DATA PROVIDED:
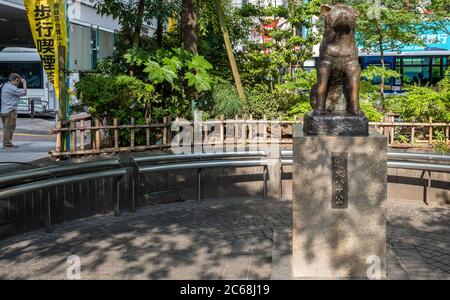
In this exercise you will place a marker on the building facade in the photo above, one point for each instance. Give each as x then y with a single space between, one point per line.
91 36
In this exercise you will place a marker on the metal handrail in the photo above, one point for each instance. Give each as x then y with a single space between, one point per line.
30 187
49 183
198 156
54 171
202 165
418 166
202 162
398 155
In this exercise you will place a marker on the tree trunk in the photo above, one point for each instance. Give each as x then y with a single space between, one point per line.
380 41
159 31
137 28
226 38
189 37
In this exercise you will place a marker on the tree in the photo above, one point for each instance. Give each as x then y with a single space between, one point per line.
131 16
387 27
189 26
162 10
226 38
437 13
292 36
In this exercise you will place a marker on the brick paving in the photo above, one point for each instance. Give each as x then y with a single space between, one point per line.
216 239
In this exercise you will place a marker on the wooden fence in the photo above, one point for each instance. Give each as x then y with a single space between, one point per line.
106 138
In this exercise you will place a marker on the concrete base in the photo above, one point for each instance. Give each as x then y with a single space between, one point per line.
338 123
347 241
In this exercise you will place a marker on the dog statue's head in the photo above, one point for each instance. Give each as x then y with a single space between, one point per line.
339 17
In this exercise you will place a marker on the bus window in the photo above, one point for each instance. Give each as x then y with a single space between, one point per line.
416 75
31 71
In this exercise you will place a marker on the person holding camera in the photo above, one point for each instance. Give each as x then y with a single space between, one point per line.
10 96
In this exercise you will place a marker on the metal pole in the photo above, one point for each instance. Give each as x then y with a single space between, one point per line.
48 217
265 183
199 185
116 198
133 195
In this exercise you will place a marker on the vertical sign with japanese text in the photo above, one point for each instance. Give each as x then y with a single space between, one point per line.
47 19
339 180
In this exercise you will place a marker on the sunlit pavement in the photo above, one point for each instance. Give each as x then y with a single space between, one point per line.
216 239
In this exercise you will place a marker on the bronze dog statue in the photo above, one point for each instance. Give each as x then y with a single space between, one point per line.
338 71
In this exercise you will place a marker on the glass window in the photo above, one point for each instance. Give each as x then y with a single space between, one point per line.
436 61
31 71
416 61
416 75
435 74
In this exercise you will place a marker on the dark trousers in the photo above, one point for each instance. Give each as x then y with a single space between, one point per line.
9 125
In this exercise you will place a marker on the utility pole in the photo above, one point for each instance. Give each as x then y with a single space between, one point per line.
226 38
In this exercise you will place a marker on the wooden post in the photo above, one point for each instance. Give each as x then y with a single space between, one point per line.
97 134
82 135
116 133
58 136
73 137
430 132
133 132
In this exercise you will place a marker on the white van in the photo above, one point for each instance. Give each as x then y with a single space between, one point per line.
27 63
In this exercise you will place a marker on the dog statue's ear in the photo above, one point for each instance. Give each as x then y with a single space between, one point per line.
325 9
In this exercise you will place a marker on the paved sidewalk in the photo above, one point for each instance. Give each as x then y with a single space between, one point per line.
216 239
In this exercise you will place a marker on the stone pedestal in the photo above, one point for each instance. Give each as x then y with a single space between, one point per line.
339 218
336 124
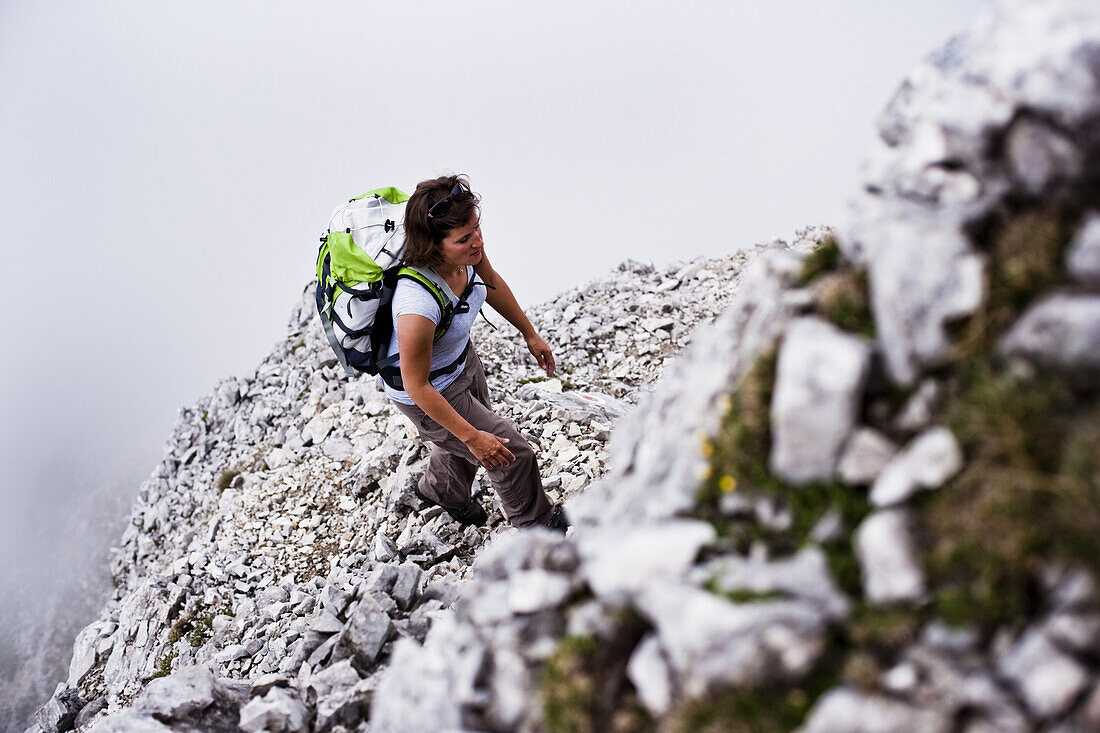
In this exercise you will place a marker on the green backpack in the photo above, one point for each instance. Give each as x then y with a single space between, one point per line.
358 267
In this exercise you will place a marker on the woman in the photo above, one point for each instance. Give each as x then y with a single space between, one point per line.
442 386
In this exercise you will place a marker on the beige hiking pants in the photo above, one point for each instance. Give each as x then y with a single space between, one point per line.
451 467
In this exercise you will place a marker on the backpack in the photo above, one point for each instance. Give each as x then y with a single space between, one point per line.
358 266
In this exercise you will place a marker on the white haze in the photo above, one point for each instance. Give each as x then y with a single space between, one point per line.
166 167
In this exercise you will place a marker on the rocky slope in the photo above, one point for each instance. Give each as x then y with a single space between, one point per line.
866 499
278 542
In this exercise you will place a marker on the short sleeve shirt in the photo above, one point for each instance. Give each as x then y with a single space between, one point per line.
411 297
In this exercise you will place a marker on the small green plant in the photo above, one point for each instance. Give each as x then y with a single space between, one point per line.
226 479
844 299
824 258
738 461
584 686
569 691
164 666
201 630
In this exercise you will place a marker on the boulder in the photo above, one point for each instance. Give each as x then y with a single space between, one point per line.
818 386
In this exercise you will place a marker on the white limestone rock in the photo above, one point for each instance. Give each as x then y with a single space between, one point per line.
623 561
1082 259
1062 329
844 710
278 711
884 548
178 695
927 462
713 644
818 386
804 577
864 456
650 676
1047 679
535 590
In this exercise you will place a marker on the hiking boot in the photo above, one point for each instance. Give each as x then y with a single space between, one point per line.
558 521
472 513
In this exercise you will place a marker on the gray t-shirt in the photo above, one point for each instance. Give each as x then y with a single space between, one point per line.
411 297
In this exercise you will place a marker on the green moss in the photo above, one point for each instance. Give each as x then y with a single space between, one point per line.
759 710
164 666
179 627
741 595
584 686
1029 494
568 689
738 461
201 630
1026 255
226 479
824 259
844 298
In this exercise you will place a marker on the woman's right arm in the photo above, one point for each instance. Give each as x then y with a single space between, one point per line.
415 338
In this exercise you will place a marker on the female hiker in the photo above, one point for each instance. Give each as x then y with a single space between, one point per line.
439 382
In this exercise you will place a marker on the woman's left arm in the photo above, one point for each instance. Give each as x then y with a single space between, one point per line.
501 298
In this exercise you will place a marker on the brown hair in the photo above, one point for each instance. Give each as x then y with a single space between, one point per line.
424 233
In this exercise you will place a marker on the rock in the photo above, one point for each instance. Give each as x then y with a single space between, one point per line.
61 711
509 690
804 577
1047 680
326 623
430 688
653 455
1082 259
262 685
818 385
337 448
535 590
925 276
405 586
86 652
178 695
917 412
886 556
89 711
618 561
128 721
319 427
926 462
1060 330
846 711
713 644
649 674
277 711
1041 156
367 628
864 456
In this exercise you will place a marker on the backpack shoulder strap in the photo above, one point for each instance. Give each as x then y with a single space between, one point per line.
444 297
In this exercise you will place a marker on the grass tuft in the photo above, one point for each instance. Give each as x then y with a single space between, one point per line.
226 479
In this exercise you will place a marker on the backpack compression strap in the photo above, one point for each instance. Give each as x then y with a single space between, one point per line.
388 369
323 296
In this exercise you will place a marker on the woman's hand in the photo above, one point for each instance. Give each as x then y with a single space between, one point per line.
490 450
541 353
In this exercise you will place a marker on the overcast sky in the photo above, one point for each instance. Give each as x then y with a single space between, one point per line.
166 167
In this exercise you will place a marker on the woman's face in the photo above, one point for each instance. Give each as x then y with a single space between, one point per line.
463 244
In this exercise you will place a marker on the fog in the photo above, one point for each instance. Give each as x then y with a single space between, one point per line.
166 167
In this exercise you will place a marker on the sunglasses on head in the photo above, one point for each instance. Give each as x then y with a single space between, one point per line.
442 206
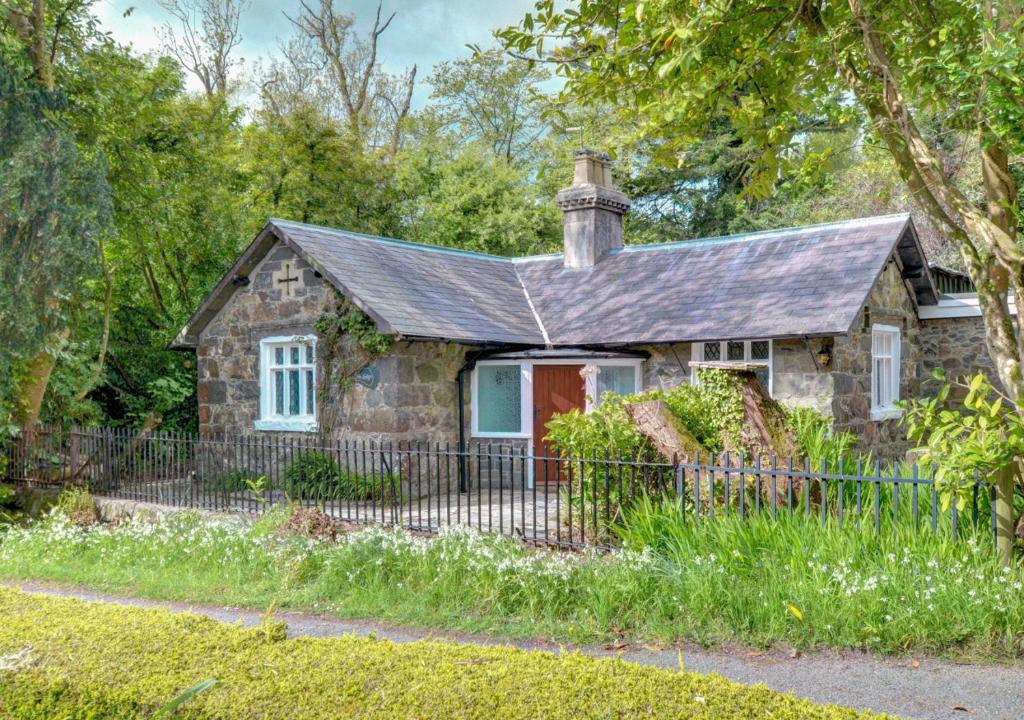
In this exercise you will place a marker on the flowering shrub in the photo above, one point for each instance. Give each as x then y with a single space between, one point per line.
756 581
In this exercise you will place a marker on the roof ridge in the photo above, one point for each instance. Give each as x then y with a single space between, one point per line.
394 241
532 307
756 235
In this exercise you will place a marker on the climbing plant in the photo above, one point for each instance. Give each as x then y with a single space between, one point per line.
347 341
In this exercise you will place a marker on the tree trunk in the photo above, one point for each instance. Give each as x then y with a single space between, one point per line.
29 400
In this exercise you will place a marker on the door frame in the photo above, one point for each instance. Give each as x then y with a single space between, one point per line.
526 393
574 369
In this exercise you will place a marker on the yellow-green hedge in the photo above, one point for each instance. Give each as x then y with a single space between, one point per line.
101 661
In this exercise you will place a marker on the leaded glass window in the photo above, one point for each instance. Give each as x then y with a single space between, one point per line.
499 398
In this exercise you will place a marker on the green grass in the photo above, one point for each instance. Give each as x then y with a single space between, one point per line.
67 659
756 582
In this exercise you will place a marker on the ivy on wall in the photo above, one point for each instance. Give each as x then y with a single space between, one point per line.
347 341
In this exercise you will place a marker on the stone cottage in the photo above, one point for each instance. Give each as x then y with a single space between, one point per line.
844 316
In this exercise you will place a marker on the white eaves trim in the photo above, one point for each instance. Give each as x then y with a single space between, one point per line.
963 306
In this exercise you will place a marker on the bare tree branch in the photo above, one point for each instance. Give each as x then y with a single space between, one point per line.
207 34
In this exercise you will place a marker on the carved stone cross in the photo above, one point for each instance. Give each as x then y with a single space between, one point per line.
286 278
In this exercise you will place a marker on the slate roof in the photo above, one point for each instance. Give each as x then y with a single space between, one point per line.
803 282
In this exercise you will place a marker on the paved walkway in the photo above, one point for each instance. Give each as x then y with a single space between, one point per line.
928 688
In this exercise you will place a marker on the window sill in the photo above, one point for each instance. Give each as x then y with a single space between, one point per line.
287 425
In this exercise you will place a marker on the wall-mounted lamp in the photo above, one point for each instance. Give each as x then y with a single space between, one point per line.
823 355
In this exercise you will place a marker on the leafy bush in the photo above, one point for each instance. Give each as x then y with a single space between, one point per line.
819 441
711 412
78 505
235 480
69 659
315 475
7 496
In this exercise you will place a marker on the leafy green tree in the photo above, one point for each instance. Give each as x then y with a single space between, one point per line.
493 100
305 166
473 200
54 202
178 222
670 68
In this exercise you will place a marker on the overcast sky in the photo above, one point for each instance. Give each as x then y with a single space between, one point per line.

TASK TO CARRY OUT: Everything from the line that contains "the paved walkway" through the end of the records must be duplicated exactly, and nothing outside that range.

COMPLETED TASK:
In this exercise you will place a marker on the paved walkway in the photo above, one point for each instance. Give each as x then y with a single space between, one point per line.
928 688
In this exercise you will place a marker on the window sill in the photo above, one point for each instance. Give each as x then y with a single space between, one point per line.
287 425
In this exercise you will place a marker on the wall-mounted lamp in the photo above, one point for each instance. Give each as x then y with a single space between, one point per line.
823 355
In this exercise you will place a marker on the leafy bush in the photo above, one point for each instance. Give each as x then y with a single space between, one point per line.
819 441
711 412
78 505
235 480
69 659
315 475
7 496
In this exercise you will place a marker on the leafy green tree in the photo above, one point for each instance. Give each as x then y with a single space between, one point per line.
493 100
305 166
473 200
54 202
178 222
670 68
In this exercise you will place a marker on the overcast sky in the photo above, one point for each instance. Give each as x then y with a single space between, one point per line.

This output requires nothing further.